Source document:
== == ==
Thursday, February 17, 2011

Birthday Jealousy & Princesses

As each birthday approaches I totally forget about birthday jealousy.  Totally.  And I feel like somewhat of an idiot for forgetting about this phenomenon that plagues my children without fail.  In hindsight, I always think that if I had prepared them for it, things might go a little more smoothly when their sibling's birthday arrives.  Instead, I'm caught off guard and it's a bumpy, bumpy road of a day.

Sam and Sadie both had birthdays recently and while the birthday boy or girl enjoyed their birthdays to the fullest, the non-birthday girl or boy was filled with angst during certain portions of their sibling's special day (when the phone rang, when I brought in the mail, when the presents were given, etc.).  There were tears, turned down mouth corners and general sulking.

This is a prime opportunity to teach that all-important lesson that while, yes, they are very special and very loved, the world does not revolve around them and them only.  And, that we do not need to always be the center of attention and we must learn to be happy for others, to feel joy because others feel joy.

And that leads me to another issue I must get off my chest.

I would really like to write a letter (and maybe I will) to the Disney Company and all the other companies that make and sell princess paraphernalia.  I have a bone to pick with them.

For one, similar to the whole Barbie issue, these princesses (be it dolls, movie characters, what have you) all have perfect skin, perfect hair, tiny little waists and extravagant clothes.  What girl, young lady or woman can boast these traits at any point in their lives?  It is setting young girls up to be disappointed in themselves because, well, if a girl wants to be loved and adored like a princess, she must look the part.  If she doesn't, what is she?  Ordinary?  That is simply not good enough, but often the reality.
== == ==
Provided data:
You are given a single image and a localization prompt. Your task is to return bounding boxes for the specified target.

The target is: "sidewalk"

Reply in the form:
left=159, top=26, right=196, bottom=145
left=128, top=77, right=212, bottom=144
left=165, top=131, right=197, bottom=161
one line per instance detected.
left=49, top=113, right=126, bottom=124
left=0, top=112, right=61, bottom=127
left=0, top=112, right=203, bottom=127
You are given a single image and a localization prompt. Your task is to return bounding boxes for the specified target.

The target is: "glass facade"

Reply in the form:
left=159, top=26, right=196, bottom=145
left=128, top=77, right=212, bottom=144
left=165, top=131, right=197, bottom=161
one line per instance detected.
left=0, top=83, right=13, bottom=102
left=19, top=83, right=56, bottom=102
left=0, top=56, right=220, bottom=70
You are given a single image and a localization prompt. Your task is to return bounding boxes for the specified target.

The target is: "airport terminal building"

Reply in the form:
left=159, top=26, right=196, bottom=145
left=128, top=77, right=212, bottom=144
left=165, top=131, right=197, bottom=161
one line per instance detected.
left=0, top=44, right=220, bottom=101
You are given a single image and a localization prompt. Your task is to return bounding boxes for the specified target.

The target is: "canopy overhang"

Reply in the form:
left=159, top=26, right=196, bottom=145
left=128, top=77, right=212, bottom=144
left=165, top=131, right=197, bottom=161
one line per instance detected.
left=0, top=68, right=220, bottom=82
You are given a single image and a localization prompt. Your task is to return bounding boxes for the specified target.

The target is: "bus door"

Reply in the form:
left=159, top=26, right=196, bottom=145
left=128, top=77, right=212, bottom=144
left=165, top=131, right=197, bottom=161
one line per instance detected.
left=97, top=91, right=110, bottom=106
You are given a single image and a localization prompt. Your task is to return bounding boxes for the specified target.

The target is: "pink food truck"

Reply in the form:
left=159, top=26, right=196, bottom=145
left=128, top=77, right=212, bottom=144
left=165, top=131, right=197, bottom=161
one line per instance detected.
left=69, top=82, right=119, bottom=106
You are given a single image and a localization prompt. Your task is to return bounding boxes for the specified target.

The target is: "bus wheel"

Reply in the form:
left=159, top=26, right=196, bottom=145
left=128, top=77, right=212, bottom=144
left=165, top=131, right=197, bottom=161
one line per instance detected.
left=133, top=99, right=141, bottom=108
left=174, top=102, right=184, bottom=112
== == ==
Jobs:
a: Answer these questions about the blog post on birthday jealousy and princesses:
(i) Which two children had birthdays recently?
(ii) Which company does the writer want to send a letter to?
(iii) Which earlier issue does the writer compare the princess problem to?
b: Continue the blog post on birthday jealousy and princesses from its last sentence.

Answers for the tasks:
a:
(i) Sam and Sadie.
(ii) The Disney Company, along with the other companies that make and sell princess paraphernalia.
(iii) The Barbie issue.

b:
Appearances aside, princesses (at least the commercialization of their characters) always come out on top- adored, spinning and prancing around in a beautiful castle with a handsome prince on their arm with servants, helpers or talking tea pots at their every beck and call.  And this will happen during most women's lives at which point?  I guess I'm just not there yet.

We are doing a disservice to our daughters if we set them up to believe that the world revolves around them.  They will be in for a rude awakening when they enter any form of the real world and discover that as special as they are, they likely will not be the best and greatest at everything they attempt.  It's okay that they're not.  It's perfectly alright to not be the prettiest or the most popular and to have to work for their successes.  And, for their husband's sake, I certainly don't want my girls to enter their marriages under the impression that their husband's sole purpose is to take them dancing and lavish them with fine things.

Who really wants to marry a princess anyway?

Sadie loves princesses and this fact rocks my world.  As you can imagine, it is a little difficult for me to handle.  I enjoyed dolls and pretend play as a girl, but I played with Cabbage Patch Kids.  They were a little different.  So, we have conversations about the importance of inner beauty, showing kindness and putting others first.  For now, Sadie is, thankfully, mostly intrigued by their pretty dresses (we only have a few of the miniature dolls and have watched none of the movies).  I would love to think that this is all the farther their influence will go and we will do our best to ensure just that.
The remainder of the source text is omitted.